# Senior Project



## techiesfixit (Mar 21, 2016)

I'm not sure if this is the right place to ask or if I am giving enough info, but at this point I would just love creative input. 

I am a junior stage management student who has experience with lighting design and basic skills in all other areas except costuming. I am needing to propose a senior capstone project to showcase the cummulative knowledge gained from my BFA program. There are no limitations placed on me by the department. Any ideas would be fantastic. 

More information: I am hoping to go into Arts Management for grad school. I will be the first stage manager to do a capstone project. 

Thank you in advance for your ideas or input.


----------



## themuzicman (Mar 21, 2016)

It helps to throw out some ideas you currently have in an effort to help focus them down. Going "I do this, but the sky is the limit" really won't help you, unless you are in to the idea.


----------



## chawalang (Mar 22, 2016)

my 2 cents

If you are looking to do an arts management MFA program it would be great to do a project related to that.

Maybe write a hypothetical paper for grants, maybe create something that shows you can go into development, how you would get donors interested wether they are corporations or wealthy individuals.

Do a research project on different types of business models in the entertainment biz, for example regional theatre, non profits, broadway/vegas model, corporate entertainment. How can you make each one sustainable?

Research how a C.B.A is done at a venue from all legal, monetary and logistical stand points from a labor union and the producing organization.


Create a project that outlines an org chat for different kinds of organizations, this can show how one would manage and organization and create who reports to who, present the appropriate research.

Just a few thoughts, good luck!


----------



## burgherandfries (Apr 2, 2016)

Is this a research capstone or more of a practicum?

If arts management such as development, producing, or executive directorship is your goal, you can put together a hypothetical season for a company and produce a development package with things like:

A Common grant application
Research your state and local grant makers and find prospective funding sources
Annual fund letters and potential donor lists
Donation cards
Marketing materials with ad buy sources like local public transportation spots, billboards, social media campaigns, print materials, etc.
I did this for a Non-Profit fundraising class and teamed up with a brand new theater in town so that the course work actually benefitted the company. Working with a theater also helps to focus the project and give you somewhere to start from.

- GIVEN RECORDS
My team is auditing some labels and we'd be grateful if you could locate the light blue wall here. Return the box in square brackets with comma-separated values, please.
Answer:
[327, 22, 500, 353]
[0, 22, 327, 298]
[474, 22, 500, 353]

--

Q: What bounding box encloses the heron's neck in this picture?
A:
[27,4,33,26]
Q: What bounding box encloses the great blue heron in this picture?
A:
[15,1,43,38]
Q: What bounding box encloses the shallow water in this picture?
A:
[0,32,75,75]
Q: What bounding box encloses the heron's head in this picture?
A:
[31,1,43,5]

--

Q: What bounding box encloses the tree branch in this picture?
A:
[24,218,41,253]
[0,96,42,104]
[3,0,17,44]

- PROMPT
Extend the forum thread on a stage management student's senior capstone project, picking up right after the last sentence of its final post.

- OUTPUT BELOW
If you're looking at more of a production management track, I would attempt to facilitate a show or festival. One-act festivals can be a great way to show you've got what it takes to manage multiple projects at once with completely different teams. Start by putting out a call for directors and/or playwrights at your school and in the community. Find a venue like a lecture hall, a park, a large basement, someone's back yard, or a blackbox theater if you're lucky enough to have one available for student use. Go through the steps of putting the shows together from auditions and casting, hiring designers and technicians, sourcing equipment, the list goes on and on.


----------



## RonHebbard (Apr 2, 2016)

chawalang said:


> my 2 cents
> 
> If you are looking to do an arts management MFA program it would be great to do a project related to that.
> 
> ...


Perhaps you could add C. B.A. to our WIKI for old guys like myself who've NEVER been in the accounting end of our business. I'm suspecting this is a term for tallying accounts and financial payments which are carried out after a final performance and prior to the show hitting the road to the next stop NO MATTER HOW LATE THE HOUR but I honestly don't know.
Toodleoo!
Ron Hebbard


----------



## derekleffew (Apr 2, 2016)

https://en.wikipedia.org/wiki/Cost–benefit_analysis


----------



## chawalang (Apr 3, 2016)

C.B.A 



A *collective agreement* or *collective bargaining agreement* (CBA) is a special type of commercial *agreement*, usually as one negotiated "collectively" between management (on behalf of the company) and trades unions (on behalf of employees).
In the case of our industry the two unions one would encounter the most would be A.E.A and I.A.T.S.E. 
Depending on the city and the venue you would also have to deal with I.B.E.W and Teamsters.

There are many more I could go on and list in different scenarios but this is a good start.


----------



## RonHebbard (Apr 3, 2016)

chawalang said:


> C.B.A
> 
> 
> 
> ...


Thank you. I'm retired, after decades, from both the I.B.E.W. and I.A. and definitely familiar with collective agreements but your acronym C.B.A. caught me totally unaware. Thanks again for enlightening a geezer.
Toodleoo!
Ron Hebbard.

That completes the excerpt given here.